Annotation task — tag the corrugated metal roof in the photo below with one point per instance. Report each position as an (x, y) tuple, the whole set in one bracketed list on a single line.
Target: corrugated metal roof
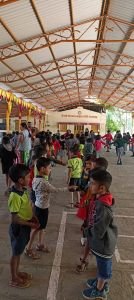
[(53, 13), (86, 9), (20, 19), (122, 9), (59, 59)]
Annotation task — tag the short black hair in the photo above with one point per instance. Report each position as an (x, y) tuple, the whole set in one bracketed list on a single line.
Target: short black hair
[(39, 151), (102, 177), (43, 162), (74, 150), (6, 140), (101, 162), (89, 157), (18, 171)]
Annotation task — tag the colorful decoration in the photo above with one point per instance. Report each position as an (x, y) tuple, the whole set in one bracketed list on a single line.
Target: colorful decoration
[(10, 98)]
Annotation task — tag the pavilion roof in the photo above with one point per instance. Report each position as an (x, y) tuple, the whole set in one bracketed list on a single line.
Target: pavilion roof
[(58, 53)]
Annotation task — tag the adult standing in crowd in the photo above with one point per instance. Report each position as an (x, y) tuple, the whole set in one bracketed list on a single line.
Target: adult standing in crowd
[(24, 143)]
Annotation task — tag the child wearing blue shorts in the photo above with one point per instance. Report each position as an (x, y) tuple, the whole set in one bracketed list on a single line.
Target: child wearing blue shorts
[(22, 220), (102, 234)]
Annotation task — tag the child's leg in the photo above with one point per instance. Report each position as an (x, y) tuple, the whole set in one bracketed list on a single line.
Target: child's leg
[(9, 181), (104, 266), (72, 199), (101, 283), (14, 265), (41, 237), (86, 252), (32, 238), (78, 197)]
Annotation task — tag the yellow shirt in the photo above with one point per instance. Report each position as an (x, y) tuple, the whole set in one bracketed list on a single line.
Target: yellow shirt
[(36, 173), (76, 166), (19, 203)]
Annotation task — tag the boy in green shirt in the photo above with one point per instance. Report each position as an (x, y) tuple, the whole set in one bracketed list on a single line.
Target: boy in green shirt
[(22, 220), (75, 168)]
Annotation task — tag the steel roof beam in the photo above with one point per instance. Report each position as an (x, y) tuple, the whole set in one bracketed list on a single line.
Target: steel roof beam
[(15, 40), (47, 40), (100, 36), (127, 36)]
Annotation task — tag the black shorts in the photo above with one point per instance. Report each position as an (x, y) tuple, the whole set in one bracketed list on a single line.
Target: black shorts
[(19, 236), (42, 215), (75, 181)]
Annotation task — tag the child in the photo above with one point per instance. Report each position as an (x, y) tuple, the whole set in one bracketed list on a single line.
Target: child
[(132, 145), (108, 137), (56, 145), (100, 162), (62, 148), (119, 143), (88, 149), (75, 167), (42, 189), (84, 211), (86, 173), (98, 145), (102, 234), (8, 157), (81, 146), (22, 220)]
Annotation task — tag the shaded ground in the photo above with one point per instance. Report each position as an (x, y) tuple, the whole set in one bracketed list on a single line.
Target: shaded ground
[(70, 283)]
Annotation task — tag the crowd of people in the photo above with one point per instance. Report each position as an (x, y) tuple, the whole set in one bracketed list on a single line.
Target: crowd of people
[(27, 159)]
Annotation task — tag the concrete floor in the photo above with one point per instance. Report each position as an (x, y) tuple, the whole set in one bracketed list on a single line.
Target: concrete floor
[(69, 284)]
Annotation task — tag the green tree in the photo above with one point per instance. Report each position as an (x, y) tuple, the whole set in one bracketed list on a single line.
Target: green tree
[(111, 124)]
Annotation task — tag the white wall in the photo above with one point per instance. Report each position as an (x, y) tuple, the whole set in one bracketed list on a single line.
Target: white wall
[(75, 116)]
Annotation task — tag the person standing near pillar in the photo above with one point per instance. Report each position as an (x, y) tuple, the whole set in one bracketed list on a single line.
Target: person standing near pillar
[(24, 143), (8, 157)]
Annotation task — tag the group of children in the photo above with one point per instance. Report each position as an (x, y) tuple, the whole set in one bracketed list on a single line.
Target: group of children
[(87, 175)]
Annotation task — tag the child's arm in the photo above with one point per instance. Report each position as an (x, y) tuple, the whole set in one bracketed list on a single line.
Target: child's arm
[(16, 219), (103, 219), (56, 161), (46, 186), (69, 175)]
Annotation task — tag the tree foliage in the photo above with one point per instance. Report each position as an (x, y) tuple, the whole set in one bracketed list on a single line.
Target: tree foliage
[(115, 119)]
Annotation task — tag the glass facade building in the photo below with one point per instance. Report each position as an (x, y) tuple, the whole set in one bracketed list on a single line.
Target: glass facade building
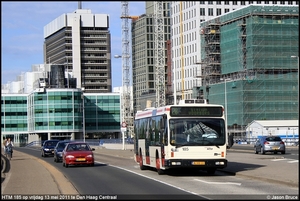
[(60, 114)]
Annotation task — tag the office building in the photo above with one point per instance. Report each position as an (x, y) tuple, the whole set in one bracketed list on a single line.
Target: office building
[(81, 42)]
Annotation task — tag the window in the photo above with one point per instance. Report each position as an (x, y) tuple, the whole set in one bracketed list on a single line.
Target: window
[(210, 12)]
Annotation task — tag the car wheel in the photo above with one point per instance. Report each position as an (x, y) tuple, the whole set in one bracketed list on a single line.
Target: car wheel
[(211, 171), (262, 151)]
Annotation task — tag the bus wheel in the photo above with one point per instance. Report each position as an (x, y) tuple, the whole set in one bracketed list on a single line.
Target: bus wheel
[(159, 171), (142, 167)]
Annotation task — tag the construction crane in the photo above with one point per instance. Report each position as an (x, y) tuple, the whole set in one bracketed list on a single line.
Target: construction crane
[(127, 111), (159, 54)]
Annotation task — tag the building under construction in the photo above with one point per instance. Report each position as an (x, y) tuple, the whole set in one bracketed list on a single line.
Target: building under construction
[(249, 63)]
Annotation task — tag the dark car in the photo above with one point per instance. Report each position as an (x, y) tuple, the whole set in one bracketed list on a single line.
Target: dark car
[(272, 144), (78, 153), (48, 147), (58, 150)]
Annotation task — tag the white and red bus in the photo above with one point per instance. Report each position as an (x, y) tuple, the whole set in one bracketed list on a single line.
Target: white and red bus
[(191, 134)]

====

# SHORT PROBLEM
Pictures are not part of the copy; output everything else in the records exactly.

# RESPONSE TO THIS TASK
Annotation task — tag the corrugated metal roof in the photo below with one point per instance. Report each position as an (x, y) tuple, the whole set in one bracketed list on a single line.
Target: corrugated metal roof
[(53, 13), (86, 9), (20, 19), (122, 9), (59, 59)]
Annotation task — tag the short black hair in the photo above with one point per instance. Report each position as an (x, y) tuple, the whole set in one bracketed list on a single line.
Target: short black hair
[(39, 151), (102, 177), (43, 162), (74, 150), (6, 140), (101, 162), (89, 157), (18, 171)]
Annotation task — tag the colorful decoration in the photo above with one point per instance. Report each position as an (x, y) tuple, the whole set in one bracketed list on a single line.
Target: colorful decoration
[(10, 98)]
Annotation task — tag the pavilion roof in the photo above with one point per instance. Report each position as an (x, y) tuple, the whole set in one bracketed list on a single line.
Target: pavilion roof
[(58, 53)]
Annotation task — tag the adult standing in crowd in the photo above with one point per instance. Report each position as an (x, y) tuple, the whole set in one bracketed list on a single line.
Target: adult standing in crowd
[(24, 143)]
Annotation task — tag the child wearing blue shorts in the photo above with one point per instance. Report each position as an (x, y) tuple, the whole set in one bracketed list on a single line.
Target: child wearing blue shorts
[(22, 220), (102, 234)]
Annotation task — tag the child's leg in the photo above with one point per instance. Report each position as an (x, y) tuple, the whole set in one bracketed list on a single line.
Target: child's leg
[(9, 181), (104, 266), (72, 199), (101, 283), (14, 265), (41, 237), (86, 252), (32, 238), (78, 197)]
Annotation task — tag the yellow shirt in the photo above with one point per instance. Report each position as an (x, y) tuple, the whole set in one bracketed list on a single line.
Target: yellow shirt
[(36, 173), (76, 166), (19, 203)]
Annotation task — tag the boy in green shirt in the photo above with one point per instance. Report each position as an (x, y) tuple, the whole set in one bracketed list on a single line.
Target: boy in green shirt
[(22, 220), (75, 168)]
Annotation task — tag the steel roof beam in the photo above with one point per instance. Report each position as an (x, y) tuple, the whole set in one bracketed list on a single line.
Target: steel roof beam
[(15, 40), (47, 40), (100, 36), (127, 36)]
Annotation task — tag the black shorts in the photo above with one point per instance. Report each position as an (x, y) tuple, the whole set in one bracketed list on a single line.
Target: black shorts
[(19, 236), (42, 215), (75, 181)]
Annotation task — tag the child in the photo above with one point per instance. Report each position as an (x, y) tuple, the whole set in one bracketed list on a single line.
Target: child
[(132, 145), (108, 137), (56, 145), (100, 162), (62, 148), (119, 143), (88, 149), (75, 167), (42, 189), (84, 211), (86, 173), (98, 145), (102, 234), (8, 157), (81, 146), (22, 220)]
Annotation task — tag the shaded ground in the photo above with one point per instance. Report each position as an (x, y) tuple, the whole set in one bracketed list on a single line.
Target: shaded ground
[(70, 283)]
Annotation task — tag the crowd of people in the photo above with one point per instance. Report each position as an (x, y) tuple, the whole set in one bracketed list on a single line.
Target: crowd of people
[(27, 159)]
Annotation task — tag the concrete floor in the photo above with one point per instance. Report each position as an (x, y) tuple, the whole set in one bracketed list on a single line.
Target: concrete floor
[(69, 284)]
Annotation task — tag the green tree in the photo above with one point per instance. Report each position as an (x, y) tuple, the whole set in one bracketed list on a single line.
Target: green tree
[(111, 124)]
Annotation task — tag the white wall in the photo above with one point per instance. Report each position as an (x, y) tuple, the whole set in one bracketed list on a single line.
Target: white wall
[(75, 116)]
Annotation task — tag the person standing near pillar in the photo above with one point per instance. Report each position as an (x, y) tuple, the whole set in one bracketed list on a single line.
Target: person standing near pillar
[(24, 143), (8, 157)]
Annotation task — tag the group of children in the photo above with one point per instance. Report each position as an (x, y) tuple, the whole set in one bracketed list on a single line.
Target: group of children
[(87, 175)]
Annotation task — tag the child's arm in the photo above with one point per instance. Report each position as an (x, y) tuple, the whole set in one bracketed list on a single line.
Target: child's arm
[(16, 219), (103, 219), (56, 161), (46, 186), (69, 175)]
Annotation task — tag the tree foliage in the photo above with one point per instance. Report each position as an (x, y) tuple, the whole set in one bracketed list on a single line.
Target: tree foliage
[(115, 119)]
Annotation task — tag the glass facade building in the photo below with one point per instance. Report each position as an (x, y) tuple, the whole set in one bracketed list on a single line.
Target: glass facade building
[(60, 114)]
Annotation task — tag the office building in the photo above with one point per instance. Report each position as an (x, y) tuple, the whole set in one bracketed list on a single line.
Target: office building
[(81, 42)]
Annotation task — tag the window in the photo above with one point per instance. Report each position as an (x, y) tuple, the whole set in one bracketed list on a single line.
Target: window
[(210, 12)]
Annotation task — tag the car wheel in the photo above with one point per instance. Report each position as an (x, y) tuple, the whole set in one bracketed list on a single line.
Target: car wheel
[(211, 171), (262, 151)]
Annotation task — tag the bus wheel in the photo above with one point per instance. Report each position as an (x, y) tuple, the whole set in one bracketed list on a single line.
Target: bus wheel
[(159, 171), (142, 167)]
Annotation task — tag the construction crane in the photo above with one point per instance. Report each position as an (x, y) tuple, the whole set in one bracketed list on a single line.
Target: construction crane
[(127, 111), (159, 54)]
Annotation task — tag the building under construction in the photo above with one point per instance. Report each position as an (x, y) tuple, the whole set in one bracketed list on a single line.
Target: building under construction
[(249, 63)]
Annotation task — tag the dark car in the photo above with one point per instance. Report each position as an (x, y) tuple, the whole set in one bracketed list on a single line.
Target: dark car
[(272, 144), (78, 153), (48, 147), (58, 150)]
Annotation task — tag the white and red bus in the photo above with one point per instance. Report each position as an (x, y) tuple, the whole set in one bracketed list on a single line.
Target: white and red bus
[(191, 134)]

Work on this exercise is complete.